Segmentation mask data
○ ○ ○ ○ ○
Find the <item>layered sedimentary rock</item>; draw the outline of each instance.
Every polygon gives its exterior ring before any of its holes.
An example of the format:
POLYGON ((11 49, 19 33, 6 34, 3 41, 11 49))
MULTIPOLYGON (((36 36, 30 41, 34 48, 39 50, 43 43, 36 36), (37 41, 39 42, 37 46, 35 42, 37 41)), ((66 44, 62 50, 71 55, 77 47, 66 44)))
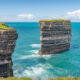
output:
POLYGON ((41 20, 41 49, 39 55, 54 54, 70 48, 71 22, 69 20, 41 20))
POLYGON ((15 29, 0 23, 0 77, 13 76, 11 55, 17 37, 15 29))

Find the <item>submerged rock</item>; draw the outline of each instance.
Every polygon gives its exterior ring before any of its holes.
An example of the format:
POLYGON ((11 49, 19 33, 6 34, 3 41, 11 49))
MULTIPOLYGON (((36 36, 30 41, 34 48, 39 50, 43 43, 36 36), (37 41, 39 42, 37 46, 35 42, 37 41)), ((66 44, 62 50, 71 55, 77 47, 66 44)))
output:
○ ○ ○ ○ ○
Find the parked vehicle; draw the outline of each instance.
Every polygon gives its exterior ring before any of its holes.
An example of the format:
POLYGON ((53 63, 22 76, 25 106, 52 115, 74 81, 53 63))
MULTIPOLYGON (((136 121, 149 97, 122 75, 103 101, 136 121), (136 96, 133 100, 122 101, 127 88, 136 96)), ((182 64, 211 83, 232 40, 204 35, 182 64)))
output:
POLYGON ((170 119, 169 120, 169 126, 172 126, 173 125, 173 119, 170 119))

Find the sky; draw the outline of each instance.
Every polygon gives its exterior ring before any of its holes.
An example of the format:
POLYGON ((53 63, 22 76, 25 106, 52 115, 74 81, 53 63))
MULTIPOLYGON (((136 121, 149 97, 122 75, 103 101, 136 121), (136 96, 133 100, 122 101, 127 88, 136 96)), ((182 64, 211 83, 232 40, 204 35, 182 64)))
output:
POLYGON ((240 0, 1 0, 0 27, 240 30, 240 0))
○ ○ ○ ○ ○
#### [Problem]
Among the entries, copy every line containing the word "Find".

#### [Answer to this problem]
Find the <item>layered sedimentary rock</item>; draw the outline of each instance.
Find the <item>submerged rock</item>; draw the outline of each instance.
Find the parked vehicle; draw the outline of each instance.
Find the sky; draw the outline of each instance.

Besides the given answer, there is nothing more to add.